## TASK BRIEF
Nothing before the line containing "Q: Point out each instance of the dark forest" belongs in the answer; quote that line and all lines after it through the end of the material, word for word.

## PROVIDED ENTRIES
- - - - -
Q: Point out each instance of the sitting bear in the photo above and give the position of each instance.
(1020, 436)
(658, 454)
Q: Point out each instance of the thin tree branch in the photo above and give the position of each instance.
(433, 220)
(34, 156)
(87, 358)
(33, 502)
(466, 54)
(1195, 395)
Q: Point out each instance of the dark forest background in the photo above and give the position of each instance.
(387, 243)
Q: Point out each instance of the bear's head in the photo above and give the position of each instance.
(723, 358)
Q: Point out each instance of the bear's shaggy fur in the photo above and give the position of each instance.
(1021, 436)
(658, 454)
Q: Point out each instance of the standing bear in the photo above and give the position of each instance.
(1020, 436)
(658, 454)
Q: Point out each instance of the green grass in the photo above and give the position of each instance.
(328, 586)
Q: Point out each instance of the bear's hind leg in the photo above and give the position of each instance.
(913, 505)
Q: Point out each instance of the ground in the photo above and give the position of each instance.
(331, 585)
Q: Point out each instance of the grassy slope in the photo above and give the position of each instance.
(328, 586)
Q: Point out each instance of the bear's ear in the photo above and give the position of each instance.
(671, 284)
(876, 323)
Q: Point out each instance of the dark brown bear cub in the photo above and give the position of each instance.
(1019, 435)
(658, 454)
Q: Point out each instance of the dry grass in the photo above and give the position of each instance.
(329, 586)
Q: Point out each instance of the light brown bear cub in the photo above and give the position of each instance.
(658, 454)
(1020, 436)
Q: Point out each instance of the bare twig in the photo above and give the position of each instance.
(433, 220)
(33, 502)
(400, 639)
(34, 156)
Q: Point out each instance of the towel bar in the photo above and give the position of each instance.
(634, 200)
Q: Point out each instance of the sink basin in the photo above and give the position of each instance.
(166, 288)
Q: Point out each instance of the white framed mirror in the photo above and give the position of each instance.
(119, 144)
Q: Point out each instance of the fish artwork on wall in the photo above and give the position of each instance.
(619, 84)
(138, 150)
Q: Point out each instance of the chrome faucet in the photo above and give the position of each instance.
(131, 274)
- - - - -
## ANSWER TO THIS TASK
Q: Point out each instance of the dark forest background in the photo above and give the position of each instance.
(387, 243)
Q: Point out each instance of the bear's head in the photo above and give the position of each instance.
(723, 358)
Q: Point out each instance of the bear's shaggy fur in the photo above and give the position of each instance.
(1021, 436)
(658, 454)
Q: Point out each instance of the standing bear in the photo above and give the position of each instance.
(1020, 436)
(658, 454)
Q: Point out each instance of the green grass in the photo above and give the position of each instance.
(328, 586)
Q: Point out each instance of the bear's hind leg in the photo above and give the position of each instance.
(913, 505)
Q: Point out each instance of the ground in the photo above and give the position of each instance.
(331, 585)
Q: Point out each instance of the grassy slope in the photo above and give the position of each instance.
(328, 586)
Q: Point out each instance of the bear's ear in the photo above and give the position of each instance.
(671, 284)
(876, 323)
Q: Point out each instance of the dark brown bear cub in the photo above and give the position of each instance.
(1019, 435)
(658, 454)
Q: Point out each instance of the dry grass in the photo above and give the position of each instance.
(329, 586)
Q: Point out each instance of the light brown bear cub in the photo above and give the position of each instance.
(658, 454)
(1020, 436)
Q: Point out each instance of the bare twig in the photo above and give the position of each instance.
(433, 220)
(33, 502)
(400, 639)
(34, 156)
Q: Point out each instance of the towel bar in the photo above and give the position of each instance.
(634, 200)
Q: Point out each instance of the sink basin in the photo above and give the position of each instance.
(166, 288)
Q: Point out each instance of the white framed mirror in the photo above and give the position of each instance.
(119, 144)
Q: Point out each instance of the fish artwork on wall in the photo above and give the position of each instance.
(619, 84)
(138, 150)
Q: Point out each instance of the chrome faucet in the photo above and give the position of each instance.
(131, 274)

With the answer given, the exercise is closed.